▶ _PROBLEM REQUIREMENTS_
Only the lines from the line holding "Please mark the white coffee" through the final line of the entries below are to be returned, exactly as they stand.

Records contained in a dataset
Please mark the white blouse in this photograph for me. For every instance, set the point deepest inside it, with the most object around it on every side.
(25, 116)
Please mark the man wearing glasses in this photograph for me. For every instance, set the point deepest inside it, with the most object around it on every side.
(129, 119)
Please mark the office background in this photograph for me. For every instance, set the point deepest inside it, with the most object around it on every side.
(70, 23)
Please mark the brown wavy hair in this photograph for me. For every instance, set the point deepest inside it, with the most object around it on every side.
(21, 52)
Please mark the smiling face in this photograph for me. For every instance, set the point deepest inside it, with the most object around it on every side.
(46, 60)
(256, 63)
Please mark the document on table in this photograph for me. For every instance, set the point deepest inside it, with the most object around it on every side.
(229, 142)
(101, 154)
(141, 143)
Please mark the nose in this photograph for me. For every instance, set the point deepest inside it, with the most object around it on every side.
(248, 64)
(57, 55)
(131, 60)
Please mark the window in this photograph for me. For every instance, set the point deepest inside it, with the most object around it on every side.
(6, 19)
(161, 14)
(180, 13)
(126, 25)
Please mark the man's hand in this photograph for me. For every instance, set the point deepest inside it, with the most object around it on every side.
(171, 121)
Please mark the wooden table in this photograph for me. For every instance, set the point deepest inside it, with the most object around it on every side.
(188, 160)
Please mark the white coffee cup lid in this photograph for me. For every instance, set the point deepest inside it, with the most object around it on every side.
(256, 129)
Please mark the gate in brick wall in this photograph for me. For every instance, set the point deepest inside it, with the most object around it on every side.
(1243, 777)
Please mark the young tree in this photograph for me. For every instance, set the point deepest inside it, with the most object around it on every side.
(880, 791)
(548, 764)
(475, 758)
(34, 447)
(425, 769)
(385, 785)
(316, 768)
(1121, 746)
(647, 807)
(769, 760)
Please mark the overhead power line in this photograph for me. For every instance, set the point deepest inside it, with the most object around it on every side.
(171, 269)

▶ _EXPECTED OUTPUT_
Please mark the white coffee cup lid in this photograph for me. For every instance, set the point deepest inside it, with the most object around it on every side.
(256, 129)
Please mark the gate in brick wall in this photograph for me. For every instance, set the point deepest inside it, with the most object around it on every side.
(1243, 777)
Please mark the young tree in this photograph for me. For every instance, set the point deepest inside it, with the most object around it on every side.
(880, 791)
(548, 764)
(475, 758)
(34, 447)
(425, 769)
(385, 785)
(316, 768)
(1121, 746)
(647, 807)
(769, 760)
Please mark the overhead power line in this photograph for me. For every instance, set the point deepest inside it, with the most object around it on every side.
(171, 269)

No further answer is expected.